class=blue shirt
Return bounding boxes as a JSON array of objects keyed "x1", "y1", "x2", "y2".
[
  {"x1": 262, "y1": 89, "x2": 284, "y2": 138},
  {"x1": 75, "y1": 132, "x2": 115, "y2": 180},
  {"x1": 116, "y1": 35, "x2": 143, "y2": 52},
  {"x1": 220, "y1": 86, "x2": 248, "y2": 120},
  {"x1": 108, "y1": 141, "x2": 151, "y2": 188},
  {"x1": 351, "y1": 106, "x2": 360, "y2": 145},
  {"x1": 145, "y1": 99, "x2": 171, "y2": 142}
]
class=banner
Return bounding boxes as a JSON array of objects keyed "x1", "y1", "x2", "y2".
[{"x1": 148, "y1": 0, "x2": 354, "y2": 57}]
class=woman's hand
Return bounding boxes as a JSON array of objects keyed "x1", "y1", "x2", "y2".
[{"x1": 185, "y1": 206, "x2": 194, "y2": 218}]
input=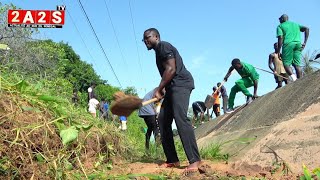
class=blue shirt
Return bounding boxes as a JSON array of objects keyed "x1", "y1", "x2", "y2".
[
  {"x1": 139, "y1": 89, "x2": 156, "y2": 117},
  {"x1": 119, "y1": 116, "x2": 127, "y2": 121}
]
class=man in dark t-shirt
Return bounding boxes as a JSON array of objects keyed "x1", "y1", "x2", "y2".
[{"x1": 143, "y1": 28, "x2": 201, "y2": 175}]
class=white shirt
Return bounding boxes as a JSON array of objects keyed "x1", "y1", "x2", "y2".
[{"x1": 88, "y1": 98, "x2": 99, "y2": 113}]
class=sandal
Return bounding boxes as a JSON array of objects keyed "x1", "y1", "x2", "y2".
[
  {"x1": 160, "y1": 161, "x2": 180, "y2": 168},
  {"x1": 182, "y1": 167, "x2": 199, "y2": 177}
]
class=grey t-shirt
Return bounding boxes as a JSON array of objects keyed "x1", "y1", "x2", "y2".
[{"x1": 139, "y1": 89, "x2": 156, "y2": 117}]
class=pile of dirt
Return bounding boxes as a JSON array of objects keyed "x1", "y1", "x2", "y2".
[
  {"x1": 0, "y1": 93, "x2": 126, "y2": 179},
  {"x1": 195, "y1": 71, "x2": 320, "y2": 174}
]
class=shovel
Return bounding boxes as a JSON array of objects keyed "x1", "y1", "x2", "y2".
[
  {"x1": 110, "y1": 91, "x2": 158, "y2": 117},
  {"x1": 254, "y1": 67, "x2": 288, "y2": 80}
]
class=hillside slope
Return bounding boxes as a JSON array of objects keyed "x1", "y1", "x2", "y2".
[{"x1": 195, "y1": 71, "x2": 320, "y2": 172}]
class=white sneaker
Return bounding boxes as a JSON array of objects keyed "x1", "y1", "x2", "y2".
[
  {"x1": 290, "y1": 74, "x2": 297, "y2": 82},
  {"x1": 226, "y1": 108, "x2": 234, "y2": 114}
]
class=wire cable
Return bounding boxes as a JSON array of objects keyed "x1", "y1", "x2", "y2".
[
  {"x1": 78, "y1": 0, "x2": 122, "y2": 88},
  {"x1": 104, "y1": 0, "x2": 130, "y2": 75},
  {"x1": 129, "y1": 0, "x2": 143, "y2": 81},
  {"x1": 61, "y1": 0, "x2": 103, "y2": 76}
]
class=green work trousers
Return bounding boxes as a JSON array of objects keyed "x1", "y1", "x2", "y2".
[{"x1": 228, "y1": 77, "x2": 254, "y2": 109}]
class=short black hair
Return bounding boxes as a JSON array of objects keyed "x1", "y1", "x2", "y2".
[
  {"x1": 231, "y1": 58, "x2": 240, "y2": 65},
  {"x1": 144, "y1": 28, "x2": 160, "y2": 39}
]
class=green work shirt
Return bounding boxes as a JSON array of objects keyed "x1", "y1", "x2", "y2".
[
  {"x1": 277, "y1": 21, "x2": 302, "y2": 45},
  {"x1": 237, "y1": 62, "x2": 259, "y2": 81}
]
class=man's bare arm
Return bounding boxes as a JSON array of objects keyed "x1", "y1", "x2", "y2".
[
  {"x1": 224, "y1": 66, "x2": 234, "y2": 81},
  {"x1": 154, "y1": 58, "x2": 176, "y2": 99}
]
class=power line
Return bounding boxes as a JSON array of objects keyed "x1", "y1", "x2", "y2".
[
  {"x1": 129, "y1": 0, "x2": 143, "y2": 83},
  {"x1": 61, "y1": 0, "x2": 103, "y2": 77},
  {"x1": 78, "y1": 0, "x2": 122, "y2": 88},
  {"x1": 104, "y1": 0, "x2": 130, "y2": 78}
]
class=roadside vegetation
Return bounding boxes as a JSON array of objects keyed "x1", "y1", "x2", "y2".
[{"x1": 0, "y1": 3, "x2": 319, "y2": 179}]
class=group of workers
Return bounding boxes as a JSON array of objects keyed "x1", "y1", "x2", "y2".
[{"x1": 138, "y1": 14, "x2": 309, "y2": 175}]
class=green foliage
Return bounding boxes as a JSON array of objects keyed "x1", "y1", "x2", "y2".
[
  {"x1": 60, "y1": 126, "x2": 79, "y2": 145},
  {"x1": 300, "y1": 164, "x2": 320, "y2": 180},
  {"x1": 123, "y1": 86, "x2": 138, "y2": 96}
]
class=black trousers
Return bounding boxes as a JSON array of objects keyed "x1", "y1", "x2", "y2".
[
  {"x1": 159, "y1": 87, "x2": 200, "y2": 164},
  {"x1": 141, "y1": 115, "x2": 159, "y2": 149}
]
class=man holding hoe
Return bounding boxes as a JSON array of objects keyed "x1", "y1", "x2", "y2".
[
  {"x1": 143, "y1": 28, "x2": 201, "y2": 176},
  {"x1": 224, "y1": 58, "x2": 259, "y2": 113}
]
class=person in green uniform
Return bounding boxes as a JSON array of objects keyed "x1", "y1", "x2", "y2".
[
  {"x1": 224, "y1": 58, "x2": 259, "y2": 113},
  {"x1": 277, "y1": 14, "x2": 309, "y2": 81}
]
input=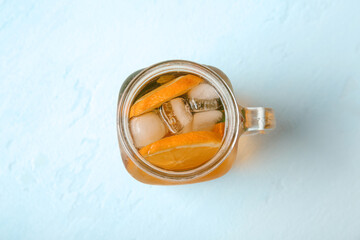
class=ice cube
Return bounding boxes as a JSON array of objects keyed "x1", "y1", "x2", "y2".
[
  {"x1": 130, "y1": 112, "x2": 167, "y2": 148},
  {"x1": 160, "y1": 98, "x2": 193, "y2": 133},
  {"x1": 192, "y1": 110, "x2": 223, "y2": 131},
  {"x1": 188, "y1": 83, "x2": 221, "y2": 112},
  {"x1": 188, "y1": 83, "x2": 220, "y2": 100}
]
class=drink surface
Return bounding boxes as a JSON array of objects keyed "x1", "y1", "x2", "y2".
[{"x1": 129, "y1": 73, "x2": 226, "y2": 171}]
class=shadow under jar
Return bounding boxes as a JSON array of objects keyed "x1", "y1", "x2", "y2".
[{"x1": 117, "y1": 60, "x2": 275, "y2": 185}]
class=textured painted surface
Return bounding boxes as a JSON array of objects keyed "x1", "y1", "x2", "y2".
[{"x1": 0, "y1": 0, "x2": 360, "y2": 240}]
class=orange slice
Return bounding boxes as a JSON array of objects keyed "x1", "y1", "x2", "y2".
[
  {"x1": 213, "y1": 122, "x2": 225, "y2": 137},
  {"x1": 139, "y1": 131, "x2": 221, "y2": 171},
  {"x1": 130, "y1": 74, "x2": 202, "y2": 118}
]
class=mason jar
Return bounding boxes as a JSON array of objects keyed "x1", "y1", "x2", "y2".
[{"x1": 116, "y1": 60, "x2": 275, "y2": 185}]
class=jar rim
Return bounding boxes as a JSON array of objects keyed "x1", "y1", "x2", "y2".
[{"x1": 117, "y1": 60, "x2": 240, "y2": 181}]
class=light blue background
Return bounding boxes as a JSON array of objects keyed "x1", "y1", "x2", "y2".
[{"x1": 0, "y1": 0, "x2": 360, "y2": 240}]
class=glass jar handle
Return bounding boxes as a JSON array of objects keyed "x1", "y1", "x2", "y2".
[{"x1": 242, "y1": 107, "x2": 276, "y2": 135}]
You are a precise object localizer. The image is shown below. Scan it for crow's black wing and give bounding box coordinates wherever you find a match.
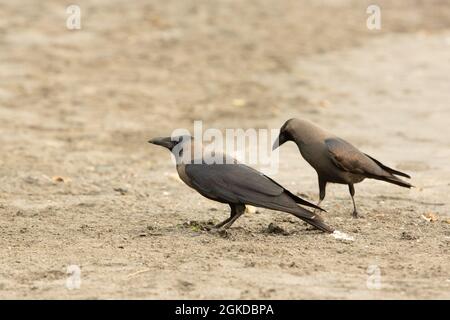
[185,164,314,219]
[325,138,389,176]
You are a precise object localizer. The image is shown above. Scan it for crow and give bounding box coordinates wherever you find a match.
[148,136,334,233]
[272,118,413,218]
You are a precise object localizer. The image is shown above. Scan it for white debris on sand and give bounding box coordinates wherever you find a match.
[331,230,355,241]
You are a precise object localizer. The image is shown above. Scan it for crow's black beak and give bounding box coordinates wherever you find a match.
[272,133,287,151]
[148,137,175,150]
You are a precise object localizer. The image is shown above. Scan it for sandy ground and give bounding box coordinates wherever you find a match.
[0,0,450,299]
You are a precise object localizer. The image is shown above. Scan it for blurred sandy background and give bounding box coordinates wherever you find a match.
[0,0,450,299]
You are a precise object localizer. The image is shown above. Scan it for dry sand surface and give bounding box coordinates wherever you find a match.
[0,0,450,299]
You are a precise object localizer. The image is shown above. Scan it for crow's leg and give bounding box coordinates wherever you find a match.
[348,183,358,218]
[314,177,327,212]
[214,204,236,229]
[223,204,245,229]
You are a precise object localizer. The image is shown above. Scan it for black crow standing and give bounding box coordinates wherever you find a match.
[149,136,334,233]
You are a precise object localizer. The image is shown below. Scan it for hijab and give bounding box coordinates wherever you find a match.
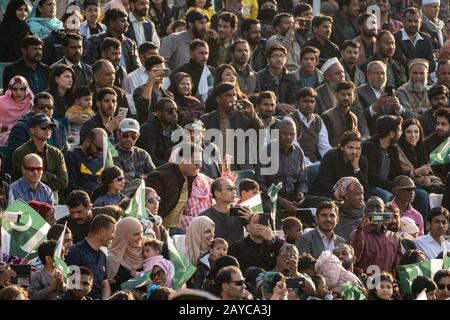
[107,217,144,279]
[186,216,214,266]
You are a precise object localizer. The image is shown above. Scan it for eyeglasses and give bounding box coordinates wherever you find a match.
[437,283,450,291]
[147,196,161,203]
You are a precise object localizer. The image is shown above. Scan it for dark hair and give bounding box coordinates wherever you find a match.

----------

YOUR INSTRUCTIONS
Rewrite the lines between the one containing "class=jar rim" and the one containing "[325,138,389,176]", inclusive, replacing "light blue background" with "pale blue background" and changing nothing else. Omit the picture from your answer.

ANSWER TO THIS TASK
class=jar rim
Return bounding boxes as a JSON array of objects keyed "x1", "y1", "x2", "y2".
[{"x1": 117, "y1": 60, "x2": 240, "y2": 181}]
class=pale blue background
Return bounding boxes as a JSON array of objects keyed "x1", "y1", "x2", "y2".
[{"x1": 0, "y1": 0, "x2": 360, "y2": 240}]
class=glass jar handle
Return bounding boxes as a JSON array of objects keyed "x1", "y1", "x2", "y2".
[{"x1": 242, "y1": 107, "x2": 276, "y2": 135}]
You are a precise object localizer. The image is shown below. Scan it for crow's black wing and give bounding box coordinates wherever you find a match.
[185,164,314,219]
[325,138,389,176]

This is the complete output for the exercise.